What you are asked to do:
Can you return every line of the records below verbatim, leaving the pictures out of your answer?

# start of Source data

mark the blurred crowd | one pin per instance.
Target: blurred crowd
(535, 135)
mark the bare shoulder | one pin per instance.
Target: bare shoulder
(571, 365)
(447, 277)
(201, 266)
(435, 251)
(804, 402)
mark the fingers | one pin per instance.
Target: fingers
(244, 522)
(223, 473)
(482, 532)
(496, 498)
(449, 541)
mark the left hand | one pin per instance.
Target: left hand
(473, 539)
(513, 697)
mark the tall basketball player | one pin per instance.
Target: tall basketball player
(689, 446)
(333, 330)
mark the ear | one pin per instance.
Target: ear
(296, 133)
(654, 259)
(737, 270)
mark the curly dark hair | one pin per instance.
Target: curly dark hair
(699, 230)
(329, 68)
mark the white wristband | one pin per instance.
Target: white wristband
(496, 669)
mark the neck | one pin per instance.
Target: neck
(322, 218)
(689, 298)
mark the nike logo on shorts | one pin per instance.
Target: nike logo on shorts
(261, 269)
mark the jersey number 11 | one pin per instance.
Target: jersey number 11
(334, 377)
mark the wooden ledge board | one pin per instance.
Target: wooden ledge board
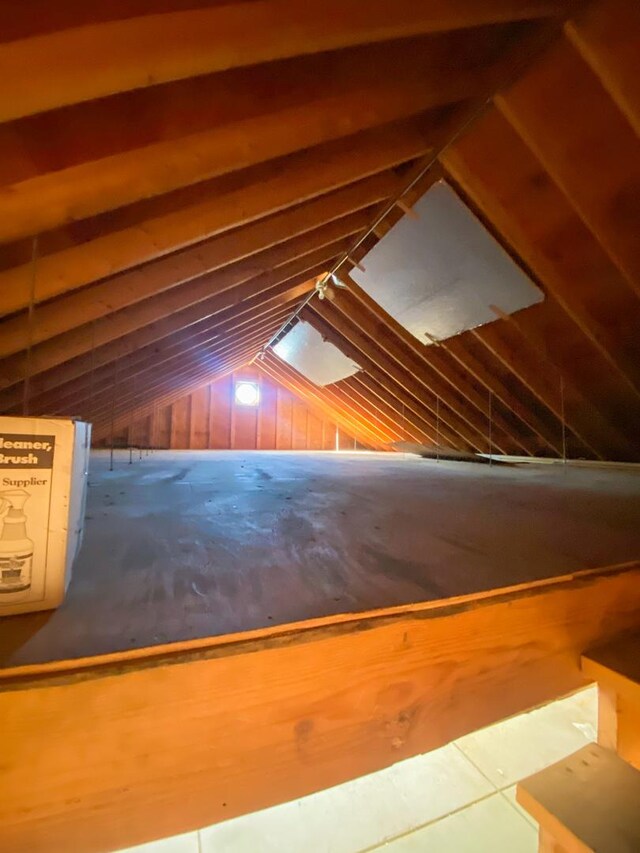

# end of Source data

Complete answer:
mark the blurred crowd | one pin per instance.
Target: blurred crowd
(535, 135)
mark the bare shoulder | one pin per instance.
Target: bare shoulder
(571, 365)
(447, 277)
(201, 266)
(435, 251)
(804, 402)
mark the fingers | one pin per instance.
Target: fingers
(244, 522)
(223, 473)
(482, 532)
(496, 498)
(449, 541)
mark the left hand | one pin per instance.
Target: left hand
(473, 539)
(513, 697)
mark the tall basketball player | one pin per instance.
Target: tall basketball player
(689, 446)
(333, 330)
mark the ear | one pin per instance.
Target: ear
(296, 133)
(654, 259)
(737, 270)
mark the curly dark hair | one pin per instance.
Target: curly dark hair
(699, 230)
(329, 68)
mark the white wristband | one pin per instance.
Target: white wristband
(496, 669)
mark the neck | one pin per instance.
Target: neck
(322, 218)
(689, 298)
mark the nike logo on shorts | one pin per instance.
Target: nike logo on shorts
(261, 269)
mark the jersey number 11 | one pin per instance.
Target: jersey number 11
(334, 377)
mark the wooden ledge board | one pin per instance.
Target: wooden ledge board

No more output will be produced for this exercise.